Having been back in New Delhi for over two weeks now, I had some time to mull over the various discoveries I made during my trip. Here are some tips and observations on how to navigate post-pandemic travel.

Procurring a SIM in the USA may be painless but it weighs on your wallet

I was going to be in Washington DC for just over two weeks, and it seemed like a good idea to get a SIM card. Whether or not to do so (the other option being getting international roaming on your India number) has always been a point of contention among travellers, and it seems that nothing has changed post-pandemic. The process of getting a SIM may be fairly easy, but keeping it for multiple trips is a strain on your wallet. Just walk into a store that offers prepaid SIMs (like T-Mobile or AT&T), select a plan and voila, you’re done. Or so I thought. 

I went to T-Mobile (one of the biggest national carriers in North America). A big chunk of the “plan” I got was the cost of the SIM card. I paid $38 (roughly 3,000) for 6GB of data for a month (there were no weekly plans). The plan itself was $25 with the rest of the cost being the SIM card ($10 or roughly 800). I could now talk, text and browse the internet anywhere in the country! Great, right? But wait. The T-Mobile plan has some quirks that’ll shock you if you’ve ever used a prepaid SIM in India. Yes, you can use your phone as a hotspot, but the speeds are severely throttled. If you want to use full speeds on the hotspot, you have to get a “higher costing” plan and “additional hotspot data”. In India, it comes with whatever plan you pick and at no extra charge.

You’ve exhausted your data. Now what, you ask? Well, you’re out of luck. The speeds aren’t just throttled to 3G like they are in India, but you get zero mobile data after you’ve used up all your allowance. Worse, you can’t buy additional data until the month is over! At least with T-Mobile, that was the case. 

Say you have this SIM card with you and you're returning to the USA in a couple of months. The best option would be to safely keep the SIM card and use it on your next trip, right? Well, that’s what you would think. To keep the SIM active, and make use of the SIM card on your next trip, you have to pay a monthly fee (around $15 per month)! Otherwise, the SIM will be deactivated, and you’ll have to start the process from scratch on your next trip! Even if it isn’t about the money, what about the e-waste then?

Last but not least, even if you do pay the $15 per month to keep the phone number alive, you can’t do anything with it unless you’re physically in the USA. You can’t even receive incoming text messages like you can with an Indian SIM card anywhere in the world.

________________

» **WORK ORDER**
Rewrite the travel piece between "Say you have" and "the e-waste then?", inclusive, putting "recurring charge" in place of "monthly fee". The listing has nothing to do with the travel piece.

________________

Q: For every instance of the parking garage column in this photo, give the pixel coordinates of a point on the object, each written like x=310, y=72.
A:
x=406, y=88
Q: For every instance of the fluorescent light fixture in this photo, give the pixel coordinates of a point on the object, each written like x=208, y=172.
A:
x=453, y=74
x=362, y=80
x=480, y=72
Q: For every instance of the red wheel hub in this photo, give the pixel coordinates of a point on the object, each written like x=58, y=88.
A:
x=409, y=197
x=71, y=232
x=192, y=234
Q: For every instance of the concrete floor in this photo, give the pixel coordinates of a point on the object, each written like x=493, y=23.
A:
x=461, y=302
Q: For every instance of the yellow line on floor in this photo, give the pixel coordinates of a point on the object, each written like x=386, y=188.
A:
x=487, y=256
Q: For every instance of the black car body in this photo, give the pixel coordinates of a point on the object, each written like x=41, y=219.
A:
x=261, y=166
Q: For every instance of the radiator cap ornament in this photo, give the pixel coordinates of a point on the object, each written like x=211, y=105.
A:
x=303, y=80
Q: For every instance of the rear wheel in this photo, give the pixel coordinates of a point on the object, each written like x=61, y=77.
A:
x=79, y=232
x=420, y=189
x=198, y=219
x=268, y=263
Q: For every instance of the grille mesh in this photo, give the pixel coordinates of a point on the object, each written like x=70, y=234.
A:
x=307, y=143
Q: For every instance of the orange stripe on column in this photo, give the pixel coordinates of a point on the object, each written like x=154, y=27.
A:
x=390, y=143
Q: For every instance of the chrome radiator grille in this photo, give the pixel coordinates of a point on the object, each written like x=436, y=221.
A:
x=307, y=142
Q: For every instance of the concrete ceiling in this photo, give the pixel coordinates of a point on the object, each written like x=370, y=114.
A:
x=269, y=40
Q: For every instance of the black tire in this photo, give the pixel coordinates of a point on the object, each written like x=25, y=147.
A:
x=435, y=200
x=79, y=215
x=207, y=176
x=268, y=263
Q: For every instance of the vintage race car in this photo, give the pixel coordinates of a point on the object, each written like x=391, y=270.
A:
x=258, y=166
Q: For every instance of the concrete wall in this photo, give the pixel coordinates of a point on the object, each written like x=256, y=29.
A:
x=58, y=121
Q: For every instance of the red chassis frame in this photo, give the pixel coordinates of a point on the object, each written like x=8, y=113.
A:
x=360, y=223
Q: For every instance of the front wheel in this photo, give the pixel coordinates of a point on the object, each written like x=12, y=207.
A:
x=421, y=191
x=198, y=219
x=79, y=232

________________

» **ANSWER SPACE**
Say you have this SIM card with you and you're returning to the USA in a couple of months. The best option would be to safely keep the SIM card and use it on your next trip, right? Well, that’s what you would think. To keep the SIM active, and make use of the SIM card on your next trip, you have to pay a recurring charge (around $15 per month)! Otherwise, the SIM will be deactivated, and you’ll have to start the process from scratch on your next trip! Even if it isn’t about the money, what about the e-waste then?